* [GIVEN PROBLEM 1]: In two sentences, summarize the forum thread on spelling.
# Start of READING TEXT
Perhaps it helps answer your question.


----------



## Nino83

You can predict very well how a word is pronounced looking at writing in French if you know some "rules" (like the "CaReFuL" rule), but I think it's very difficult to write down a word, because you cannot know if that word has a final silent consonant or if it's written with "eau, au, o", "an, en" and so on.


----------



## Englishmypassion

I wonder why Sanskrit and Hindi haven't been included as highly regular languages in the table linked to in post #3. Hindi, Sanskrit, Nepali and Kumauni-- all using the Devnagari script-- are highly regular languages as far as spelling is concerned.


----------



## Stoggler

I suppose because it's a Eurocentric view.  Or they limited the number of languages for brevity sake, or confined it to a few languages that use the Latin alphabet for ease of study.


----------



## M Mira

Tibetan wants a word.


----------



## Dib

Indeed, Tibetan spelling is also very inconsistent. Irish as well.

But having grown up with Bengali and English as my main languages (though English as a distant second), I have never figured out which spelling system is more inconsistent. I suppose (purely based on impression), spelling to pronunciation _may _be a bit more predictable in Bengali(A), but pronunciation to spelling in Bengali is horrible. To take a (somewhat trumped up) example, the word "sanniddho" (সান্নিধ্য = proximity, company) could arguably be spelt in thousands(B) of ways without changing the pronunciation. But of course only one of them is actually "valid".

----------

(A) But still it is not all that predictable. The nominal spelling sɔrɔlɔ (সরল) stands for both /sɔrol/ (easy, straight) and /sorlo/ (it moved). The spelling kɔrɔ (কর) may stand for /kɔr/ ("do!" present imperative 2nd person intimate), /kɔro/ ("you do" present simple/imperative 2nd person neutral) and /koro/ ("do!" future imperative 2nd person neutral). Though the orthography allows for disambiguating some of them, it is not done regularly or consistently.

(B) Here is how I get to the "thousands":
1) The initial "s": There are 3 different letters pronounced "s" [ʃ], and in this context it is possible to have two different silent letters (b,m) after it. So, that gives 9 different ways of spelling the initial "s".
2) The geminate "nn": There are 2 different "n" letters, and the gemination can be signaled by the spellings hn, ny, nb, nn (and even trigraphs hnb, nny, etc. which I am not counting just to keep it a bit saner). So that's 8 ways of spelling it.
3) There are 2 "i" letters.
4) The geminate "ddh" could be spelt like that or dhy, dhb => 3 ways (Ignoring again the trigraphs ddhy, ddhb. dh is a single letter and sound).
5) Final o can be spelt in 2 ways.
=> Total 864

Counting the trigraphs for the geminates (which are not that uncommon actually), and more arcane features, which are strictly speaking possible but not usually used, e.g. using the vowel nasalization diacritic around "nn" (contexts where nasalization is nonphonemic), the spelling options could come close to 10,000.


----------



## Encolpius

Are YOU guys also afraid to say it IS English. 
I have been considering French, too, but dropped it.


----------



## Dib

Encolpius said:


> Are YOU guys also afraid to say it IS English.
# End of READING TEXT
# Start of ITEMS
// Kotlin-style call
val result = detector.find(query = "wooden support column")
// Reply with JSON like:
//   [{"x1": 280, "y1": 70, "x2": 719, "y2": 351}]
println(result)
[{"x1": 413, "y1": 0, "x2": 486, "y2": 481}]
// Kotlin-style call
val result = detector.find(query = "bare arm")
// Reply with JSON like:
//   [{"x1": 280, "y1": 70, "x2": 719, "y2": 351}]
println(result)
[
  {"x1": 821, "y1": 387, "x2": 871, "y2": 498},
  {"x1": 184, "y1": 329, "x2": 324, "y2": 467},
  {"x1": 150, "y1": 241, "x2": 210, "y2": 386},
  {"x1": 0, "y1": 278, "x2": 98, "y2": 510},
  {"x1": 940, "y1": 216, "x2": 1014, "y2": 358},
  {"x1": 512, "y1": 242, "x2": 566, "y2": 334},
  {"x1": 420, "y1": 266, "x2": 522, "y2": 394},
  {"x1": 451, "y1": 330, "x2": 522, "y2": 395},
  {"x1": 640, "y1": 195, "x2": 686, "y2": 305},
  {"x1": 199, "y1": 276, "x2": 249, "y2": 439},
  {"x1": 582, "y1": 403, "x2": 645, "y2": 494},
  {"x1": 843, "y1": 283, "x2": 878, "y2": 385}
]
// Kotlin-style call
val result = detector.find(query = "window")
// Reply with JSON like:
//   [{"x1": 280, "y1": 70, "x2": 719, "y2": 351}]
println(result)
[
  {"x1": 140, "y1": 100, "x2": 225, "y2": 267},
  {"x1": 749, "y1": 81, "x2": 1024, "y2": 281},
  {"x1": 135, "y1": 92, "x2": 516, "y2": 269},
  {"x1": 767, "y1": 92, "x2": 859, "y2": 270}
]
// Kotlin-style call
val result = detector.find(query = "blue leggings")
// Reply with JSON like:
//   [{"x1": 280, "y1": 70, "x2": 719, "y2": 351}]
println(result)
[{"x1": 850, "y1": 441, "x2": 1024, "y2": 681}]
# End of ITEMS
* [GIVEN PROBLEM 2]: Reproduce the region labeling entries, substituting "Respond with JSON such as" for each "Reply with JSON like" and leaving everything else unchanged.

* [FINISHED ANSWER 1]: Posters discuss how regular spelling is in various languages: one says French pronunciation can be predicted well from writing but writing a word down is very difficult, and another asks why Hindi and Sanskrit were not included as highly regular languages in a linked table. One poster finds Bengali pronunciation-to-spelling horrible, counting 864 ways to spell "sanniddho" and saying the options could come close to 10,000 with trigraphs and more arcane features.

* [FINISHED ANSWER 2]:
// Kotlin-style call
val result = detector.find(query = "wooden support column")
// Respond with JSON such as:
//   [{"x1": 280, "y1": 70, "x2": 719, "y2": 351}]
println(result)
[{"x1": 413, "y1": 0, "x2": 486, "y2": 481}]
// Kotlin-style call
val result = detector.find(query = "bare arm")
// Respond with JSON such as:
//   [{"x1": 280, "y1": 70, "x2": 719, "y2": 351}]
println(result)
[
  {"x1": 821, "y1": 387, "x2": 871, "y2": 498},
  {"x1": 184, "y1": 329, "x2": 324, "y2": 467},
  {"x1": 150, "y1": 241, "x2": 210, "y2": 386},
  {"x1": 0, "y1": 278, "x2": 98, "y2": 510},
  {"x1": 940, "y1": 216, "x2": 1014, "y2": 358},
  {"x1": 512, "y1": 242, "x2": 566, "y2": 334},
  {"x1": 420, "y1": 266, "x2": 522, "y2": 394},
  {"x1": 451, "y1": 330, "x2": 522, "y2": 395},
  {"x1": 640, "y1": 195, "x2": 686, "y2": 305},
  {"x1": 199, "y1": 276, "x2": 249, "y2": 439},
  {"x1": 582, "y1": 403, "x2": 645, "y2": 494},
  {"x1": 843, "y1": 283, "x2": 878, "y2": 385}
]
// Kotlin-style call
val result = detector.find(query = "window")
// Respond with JSON such as:
//   [{"x1": 280, "y1": 70, "x2": 719, "y2": 351}]
println(result)
[
  {"x1": 140, "y1": 100, "x2": 225, "y2": 267},
  {"x1": 749, "y1": 81, "x2": 1024, "y2": 281},
  {"x1": 135, "y1": 92, "x2": 516, "y2": 269},
  {"x1": 767, "y1": 92, "x2": 859, "y2": 270}
]
// Kotlin-style call
val result = detector.find(query = "blue leggings")
// Respond with JSON such as:
//   [{"x1": 280, "y1": 70, "x2": 719, "y2": 351}]
println(result)
[{"x1": 850, "y1": 441, "x2": 1024, "y2": 681}]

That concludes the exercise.